WHAT THE TASK ASKS: Restating the data word for word is all that is required.
RECORDS PROVIDED below:
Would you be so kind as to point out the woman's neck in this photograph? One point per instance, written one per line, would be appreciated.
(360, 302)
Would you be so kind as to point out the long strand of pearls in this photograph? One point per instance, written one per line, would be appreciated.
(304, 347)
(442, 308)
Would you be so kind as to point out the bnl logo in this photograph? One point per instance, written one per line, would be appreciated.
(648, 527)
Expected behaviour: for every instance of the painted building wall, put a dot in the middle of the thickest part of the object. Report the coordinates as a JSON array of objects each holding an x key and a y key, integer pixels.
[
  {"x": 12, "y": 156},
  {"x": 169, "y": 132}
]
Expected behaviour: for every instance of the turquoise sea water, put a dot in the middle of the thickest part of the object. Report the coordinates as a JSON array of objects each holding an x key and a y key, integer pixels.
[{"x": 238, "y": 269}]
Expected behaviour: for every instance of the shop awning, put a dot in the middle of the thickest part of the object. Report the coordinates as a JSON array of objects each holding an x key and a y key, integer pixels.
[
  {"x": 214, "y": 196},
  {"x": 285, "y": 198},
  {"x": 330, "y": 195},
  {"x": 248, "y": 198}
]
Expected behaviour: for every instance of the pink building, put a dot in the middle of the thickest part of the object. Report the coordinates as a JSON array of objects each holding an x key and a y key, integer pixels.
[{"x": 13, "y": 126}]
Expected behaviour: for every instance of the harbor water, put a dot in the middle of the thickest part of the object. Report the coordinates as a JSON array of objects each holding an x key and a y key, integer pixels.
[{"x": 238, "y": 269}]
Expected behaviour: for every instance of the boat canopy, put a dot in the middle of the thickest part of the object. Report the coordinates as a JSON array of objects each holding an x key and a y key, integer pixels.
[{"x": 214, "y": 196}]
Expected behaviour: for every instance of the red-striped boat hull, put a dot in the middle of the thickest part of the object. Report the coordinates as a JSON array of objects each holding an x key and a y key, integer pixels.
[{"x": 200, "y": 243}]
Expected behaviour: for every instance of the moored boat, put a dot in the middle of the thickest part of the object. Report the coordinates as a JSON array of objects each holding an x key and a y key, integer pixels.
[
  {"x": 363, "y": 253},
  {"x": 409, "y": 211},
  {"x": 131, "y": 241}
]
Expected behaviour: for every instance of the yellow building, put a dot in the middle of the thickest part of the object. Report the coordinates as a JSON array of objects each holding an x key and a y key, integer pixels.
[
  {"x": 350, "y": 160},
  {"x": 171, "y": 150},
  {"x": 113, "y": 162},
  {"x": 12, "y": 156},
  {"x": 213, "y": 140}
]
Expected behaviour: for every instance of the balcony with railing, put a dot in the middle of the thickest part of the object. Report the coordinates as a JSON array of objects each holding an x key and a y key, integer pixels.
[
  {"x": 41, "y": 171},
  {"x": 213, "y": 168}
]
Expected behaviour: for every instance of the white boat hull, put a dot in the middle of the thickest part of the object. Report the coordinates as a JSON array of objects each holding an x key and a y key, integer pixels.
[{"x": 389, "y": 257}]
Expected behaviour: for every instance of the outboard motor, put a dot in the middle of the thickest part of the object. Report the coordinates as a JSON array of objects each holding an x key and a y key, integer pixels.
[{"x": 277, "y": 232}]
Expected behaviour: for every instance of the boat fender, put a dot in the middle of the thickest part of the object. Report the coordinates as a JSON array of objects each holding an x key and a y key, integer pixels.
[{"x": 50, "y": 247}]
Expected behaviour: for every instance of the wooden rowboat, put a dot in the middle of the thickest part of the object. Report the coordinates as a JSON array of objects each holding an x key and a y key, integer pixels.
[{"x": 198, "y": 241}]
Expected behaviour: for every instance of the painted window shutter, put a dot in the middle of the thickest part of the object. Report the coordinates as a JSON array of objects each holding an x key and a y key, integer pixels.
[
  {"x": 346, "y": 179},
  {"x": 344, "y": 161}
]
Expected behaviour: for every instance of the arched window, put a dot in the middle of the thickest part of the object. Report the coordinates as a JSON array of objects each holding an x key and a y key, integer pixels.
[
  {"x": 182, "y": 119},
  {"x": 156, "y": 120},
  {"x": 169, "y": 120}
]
End of RECORDS PROVIDED.
EXERCISE SOLUTION:
Would you be so kind as to point out the woman's neck in this photograph? One point per instance, written one per line, would be appreciated.
(360, 302)
Would you be so kind as to point out the long strand of pearls in this photograph? One point per instance, written one per line, would be appreciated.
(304, 347)
(442, 308)
Would you be so kind as to point out the bnl logo in this photograph? One point per instance, written one per line, would be appreciated.
(648, 527)
Expected behaviour: for every instance of the painted building wall, put a dot in the middle of the thickest part of the object. Report the coordinates as a JSON array of objects each holding an x key and a y key, integer pixels.
[
  {"x": 12, "y": 156},
  {"x": 169, "y": 132}
]
Expected behaviour: for every instance of the turquoise sea water, put a dot in the middle of the thickest part of the object. Report the coordinates as a JSON array of objects each holding an x key and a y key, integer pixels.
[{"x": 238, "y": 269}]
Expected behaviour: for every instance of the shop awning, put a dot in the middle of the thickest part of the object. Report the coordinates as a JSON array of objects each holding an x key and a y key, integer pixels.
[
  {"x": 214, "y": 196},
  {"x": 285, "y": 198},
  {"x": 330, "y": 195},
  {"x": 248, "y": 198}
]
Expected behaviour: for every instance of the pink building, put a dot in the middle of the thickest part of the object. Report the coordinates as a JSON array of objects each holding an x key and a y key, integer pixels.
[{"x": 13, "y": 126}]
Expected behaviour: for every instance of the harbor water, put a dot in the middle of the thickest part of the object. Report the coordinates as a JSON array of objects each holding an x key and a y key, integer pixels.
[{"x": 238, "y": 269}]
Expected behaviour: for every instance of the boat canopy, put a dot in the middle of the thickest part of the object. Report the coordinates as a JSON array of objects each holding an x key and a y key, integer pixels.
[{"x": 214, "y": 196}]
Expected behaviour: for every instance of the red-striped boat hull, put a dot in the middle of the thickest part of the object. Report the coordinates as a JSON array of objects each holding an x key and a y key, integer pixels.
[{"x": 200, "y": 243}]
Expected behaviour: for every instance of the moored boat, put a dot in the middle of the thickest part of the object. Report the coordinates as a JSON array of objects each holding an x key and a y key, integer pixels.
[
  {"x": 363, "y": 253},
  {"x": 409, "y": 211},
  {"x": 131, "y": 241}
]
Expected behaviour: for every instance of the yellow building, put a dot in the middle of the thickest part of the object. Report the coordinates as a JSON array of objects each holding an x key and a y key, integer pixels.
[
  {"x": 350, "y": 160},
  {"x": 171, "y": 150},
  {"x": 113, "y": 162},
  {"x": 12, "y": 156},
  {"x": 213, "y": 140}
]
Expected behaviour: for every instance of the balcony with railing, put a dot in the middle of the thickest part of the object. Report the coordinates as a JSON array of objects each holding an x key and a y key, integer pixels.
[
  {"x": 41, "y": 171},
  {"x": 213, "y": 168}
]
Expected behaviour: for every instance of the white boat hull, put a dot in the middle of the thickest part of the object. Report the coordinates as a JSON array of objects each holding an x key and a y key, integer pixels.
[{"x": 389, "y": 257}]
Expected behaviour: for every instance of the outboard motor, put a dot in the middle of the thickest part of the object. Report the coordinates as a JSON array of objects each holding an x key and a y key, integer pixels.
[{"x": 277, "y": 232}]
Expected behaviour: for every instance of the boat fender, put a dot in the middle of the thickest part of the object. Report the coordinates as a JSON array of objects each holding an x key and a y key, integer pixels.
[{"x": 50, "y": 247}]
Expected behaviour: for every instance of the wooden rowboat, put a dot in the middle of the thickest part of the object. Report the coordinates as a JSON array of objects each holding an x key and a y key, integer pixels.
[{"x": 198, "y": 241}]
Expected behaviour: for every instance of the painted window shutter, put a dot in the middle of the thickest part of the object. Report the coordinates as a JSON array of objects each holding an x key and a y key, integer pixels.
[
  {"x": 346, "y": 179},
  {"x": 344, "y": 161}
]
Expected behaviour: for every instance of the arched window, put a dot in the middle of the thickest part of the object. Report the coordinates as a JSON array of objects each holding an x key and a y key, integer pixels.
[
  {"x": 182, "y": 119},
  {"x": 156, "y": 120},
  {"x": 169, "y": 120}
]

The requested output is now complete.